§ **Work item**
Retype word for word everything in the report on easing France's COVID-19 restrictions from "PARIS- The coronavirus" down to "a cabinet meeting.".

PARIS- The coronavirus situation is improving in France and President Emmanuel Macron will outline on Friday how restrictions will be progressively relaxed, Prime Minister Jean Castex said on Wednesday.

The government also plans to replace from June 2 the current state of health emergency - which gives officials greater power to impose tough measures to contain the spread of the virus - with a "transition regime" that will run until Oct. 31.

This is to retain leeway to react swiftly if health conditions were to deteriorate as France exits its lockdown, he told reporters following a cabinet meeting.

France, the euro zone's second biggest economy, started its third national lockdown at the end of March after suffering a spike in COVID-19 deaths and case numbers.

President Emmanuel Macron is hoping the lockdown, along with an accelerated vaccination campaign, will improve France's COVID-19 figures which would then allow certain businesses and leisure activities - such as outdoors dining - to reopen in mid May.

"The epidemic situation continues to improve at a regular pace. Virus circulation remains high but is on a real downward trend even though its impact on hospitalisation is limited, notably on the number of people in intensive care units," Castex said.

He said weekly new cases numbers were declining and the ‘R’ rate that measures the spread of the virus was now at 0.89, meaning that, on average, every 100 people infected will infect 89 other people, also indicating a downward trend.

France's main COVID-19 indicators all showed some signs of improvement on Tuesday, with the seven-day moving average of daily new infections falling to 27,856, standing below the 28,000 for the first time in more than a month. 

French schools reopened on Monday after a three-week closure. Macron has said that while open-air bar and restaurant terraces may reopen in mid-May, indoor venues will not re-open before June, and only in regions where the COVID-19 figures have dropped sufficiently to allow this.

§ **Source material**
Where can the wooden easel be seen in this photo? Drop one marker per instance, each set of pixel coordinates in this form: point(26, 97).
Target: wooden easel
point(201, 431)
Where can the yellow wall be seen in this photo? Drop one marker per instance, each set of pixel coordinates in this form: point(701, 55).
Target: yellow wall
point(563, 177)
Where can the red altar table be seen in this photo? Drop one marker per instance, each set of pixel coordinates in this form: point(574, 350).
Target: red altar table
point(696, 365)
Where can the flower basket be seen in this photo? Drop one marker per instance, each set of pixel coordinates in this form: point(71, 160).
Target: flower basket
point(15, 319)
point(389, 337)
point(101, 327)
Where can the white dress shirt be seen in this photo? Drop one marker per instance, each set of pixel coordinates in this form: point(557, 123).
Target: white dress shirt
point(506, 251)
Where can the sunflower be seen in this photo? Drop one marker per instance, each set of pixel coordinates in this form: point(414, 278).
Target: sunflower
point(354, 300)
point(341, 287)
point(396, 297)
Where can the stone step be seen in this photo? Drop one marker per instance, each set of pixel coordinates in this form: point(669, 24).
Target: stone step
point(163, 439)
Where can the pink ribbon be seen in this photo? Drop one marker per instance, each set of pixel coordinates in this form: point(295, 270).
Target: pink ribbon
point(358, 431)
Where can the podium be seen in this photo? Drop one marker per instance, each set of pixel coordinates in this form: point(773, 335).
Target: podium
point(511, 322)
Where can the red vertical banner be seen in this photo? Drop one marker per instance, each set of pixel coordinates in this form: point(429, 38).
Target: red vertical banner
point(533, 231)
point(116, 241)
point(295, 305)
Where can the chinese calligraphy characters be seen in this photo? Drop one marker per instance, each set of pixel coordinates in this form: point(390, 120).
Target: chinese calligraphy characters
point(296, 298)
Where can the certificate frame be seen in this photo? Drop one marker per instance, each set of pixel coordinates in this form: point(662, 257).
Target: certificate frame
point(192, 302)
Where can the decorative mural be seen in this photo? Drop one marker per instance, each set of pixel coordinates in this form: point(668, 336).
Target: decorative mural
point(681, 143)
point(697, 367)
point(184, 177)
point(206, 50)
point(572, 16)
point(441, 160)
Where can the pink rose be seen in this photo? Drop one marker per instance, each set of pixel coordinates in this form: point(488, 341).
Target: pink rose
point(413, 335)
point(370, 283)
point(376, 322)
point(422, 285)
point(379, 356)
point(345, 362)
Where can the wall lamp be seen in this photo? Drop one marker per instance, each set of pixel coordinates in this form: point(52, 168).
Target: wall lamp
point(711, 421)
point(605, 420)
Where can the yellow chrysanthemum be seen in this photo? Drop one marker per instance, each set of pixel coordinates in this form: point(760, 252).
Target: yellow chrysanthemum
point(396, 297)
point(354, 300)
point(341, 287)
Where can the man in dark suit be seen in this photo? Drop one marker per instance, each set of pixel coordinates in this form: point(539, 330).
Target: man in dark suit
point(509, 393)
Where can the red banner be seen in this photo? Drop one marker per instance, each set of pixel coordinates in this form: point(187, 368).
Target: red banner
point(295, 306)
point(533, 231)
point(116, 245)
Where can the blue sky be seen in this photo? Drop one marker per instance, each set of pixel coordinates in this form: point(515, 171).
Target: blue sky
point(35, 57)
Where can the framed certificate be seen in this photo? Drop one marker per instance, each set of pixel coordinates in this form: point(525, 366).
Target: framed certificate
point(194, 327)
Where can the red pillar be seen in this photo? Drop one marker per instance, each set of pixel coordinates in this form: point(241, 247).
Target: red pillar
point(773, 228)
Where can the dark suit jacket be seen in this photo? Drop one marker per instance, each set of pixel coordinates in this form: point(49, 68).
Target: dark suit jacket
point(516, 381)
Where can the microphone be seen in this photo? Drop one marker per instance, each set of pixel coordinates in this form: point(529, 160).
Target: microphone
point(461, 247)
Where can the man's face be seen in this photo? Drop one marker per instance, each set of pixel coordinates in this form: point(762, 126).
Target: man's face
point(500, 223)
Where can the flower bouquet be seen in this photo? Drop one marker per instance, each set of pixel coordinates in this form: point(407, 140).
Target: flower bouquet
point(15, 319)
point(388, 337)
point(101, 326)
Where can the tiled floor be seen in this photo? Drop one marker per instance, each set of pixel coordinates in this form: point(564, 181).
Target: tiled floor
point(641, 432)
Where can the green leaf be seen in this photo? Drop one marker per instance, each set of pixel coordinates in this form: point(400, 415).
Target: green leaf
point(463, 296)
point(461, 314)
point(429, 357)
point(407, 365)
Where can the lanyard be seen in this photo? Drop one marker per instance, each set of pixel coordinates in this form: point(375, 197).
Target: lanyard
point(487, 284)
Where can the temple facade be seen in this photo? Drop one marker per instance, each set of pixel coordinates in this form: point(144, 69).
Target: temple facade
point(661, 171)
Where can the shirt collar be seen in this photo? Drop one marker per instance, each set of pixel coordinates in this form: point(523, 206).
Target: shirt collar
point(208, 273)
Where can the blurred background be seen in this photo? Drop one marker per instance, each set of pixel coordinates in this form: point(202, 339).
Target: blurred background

§ **Answer space**
PARIS- The coronavirus situation is improving in France and President Emmanuel Macron will outline on Friday how restrictions will be progressively relaxed, Prime Minister Jean Castex said on Wednesday.

The government also plans to replace from June 2 the current state of health emergency - which gives officials greater power to impose tough measures to contain the spread of the virus - with a "transition regime" that will run until Oct. 31.

This is to retain leeway to react swiftly if health conditions were to deteriorate as France exits its lockdown, he told reporters following a cabinet meeting.